Every line of the entries below that includes "boulder" belongs in the answer, copied as written.

RECORDS FOR PROCESSING:
== Segment start ==

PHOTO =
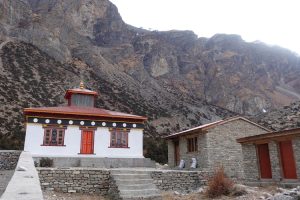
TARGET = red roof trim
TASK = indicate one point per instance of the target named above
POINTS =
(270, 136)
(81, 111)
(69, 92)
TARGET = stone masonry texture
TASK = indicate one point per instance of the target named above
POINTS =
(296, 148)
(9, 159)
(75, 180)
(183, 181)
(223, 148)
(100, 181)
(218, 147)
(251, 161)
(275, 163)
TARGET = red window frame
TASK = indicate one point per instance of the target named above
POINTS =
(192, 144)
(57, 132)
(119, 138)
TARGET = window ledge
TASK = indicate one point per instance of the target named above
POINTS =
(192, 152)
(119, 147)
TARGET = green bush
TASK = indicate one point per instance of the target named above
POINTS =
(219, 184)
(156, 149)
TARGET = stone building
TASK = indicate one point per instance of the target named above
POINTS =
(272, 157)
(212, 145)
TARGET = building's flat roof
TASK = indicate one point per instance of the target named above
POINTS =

== Segment end ==
== Segment start ==

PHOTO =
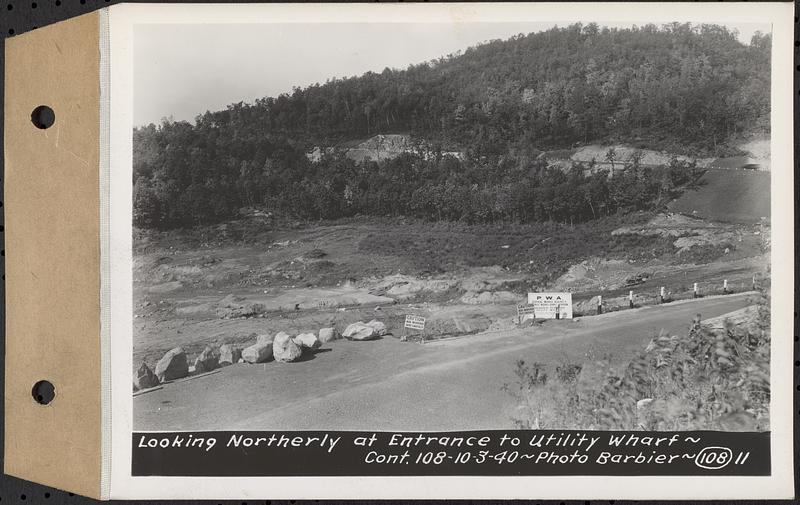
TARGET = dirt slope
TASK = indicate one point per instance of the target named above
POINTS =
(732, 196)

== Segment end ==
== Segment start ==

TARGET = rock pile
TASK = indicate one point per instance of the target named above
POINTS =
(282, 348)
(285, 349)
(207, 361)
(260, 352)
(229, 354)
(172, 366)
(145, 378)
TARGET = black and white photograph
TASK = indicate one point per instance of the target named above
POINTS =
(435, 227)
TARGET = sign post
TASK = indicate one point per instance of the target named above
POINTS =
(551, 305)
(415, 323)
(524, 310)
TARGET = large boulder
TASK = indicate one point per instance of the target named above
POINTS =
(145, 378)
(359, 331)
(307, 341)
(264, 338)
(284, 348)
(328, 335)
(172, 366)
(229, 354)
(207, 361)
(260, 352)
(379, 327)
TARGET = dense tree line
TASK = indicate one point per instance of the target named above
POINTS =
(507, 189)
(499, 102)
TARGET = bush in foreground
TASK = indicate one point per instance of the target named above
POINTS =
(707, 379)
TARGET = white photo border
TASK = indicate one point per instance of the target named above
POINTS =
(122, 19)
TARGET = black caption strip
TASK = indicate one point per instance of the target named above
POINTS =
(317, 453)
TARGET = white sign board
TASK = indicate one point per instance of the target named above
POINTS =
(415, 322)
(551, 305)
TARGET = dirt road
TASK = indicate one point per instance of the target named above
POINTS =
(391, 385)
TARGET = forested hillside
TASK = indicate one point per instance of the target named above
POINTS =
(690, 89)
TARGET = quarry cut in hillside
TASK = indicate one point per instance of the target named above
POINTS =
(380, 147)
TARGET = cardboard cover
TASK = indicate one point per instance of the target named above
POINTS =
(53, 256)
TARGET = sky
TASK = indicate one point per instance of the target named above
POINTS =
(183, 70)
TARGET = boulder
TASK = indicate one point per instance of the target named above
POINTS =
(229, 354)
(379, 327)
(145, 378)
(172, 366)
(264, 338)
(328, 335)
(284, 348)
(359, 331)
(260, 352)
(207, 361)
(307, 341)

== Segment end ==

WRITTEN ANSWER:
TARGET = large boulder
TARGET = boulder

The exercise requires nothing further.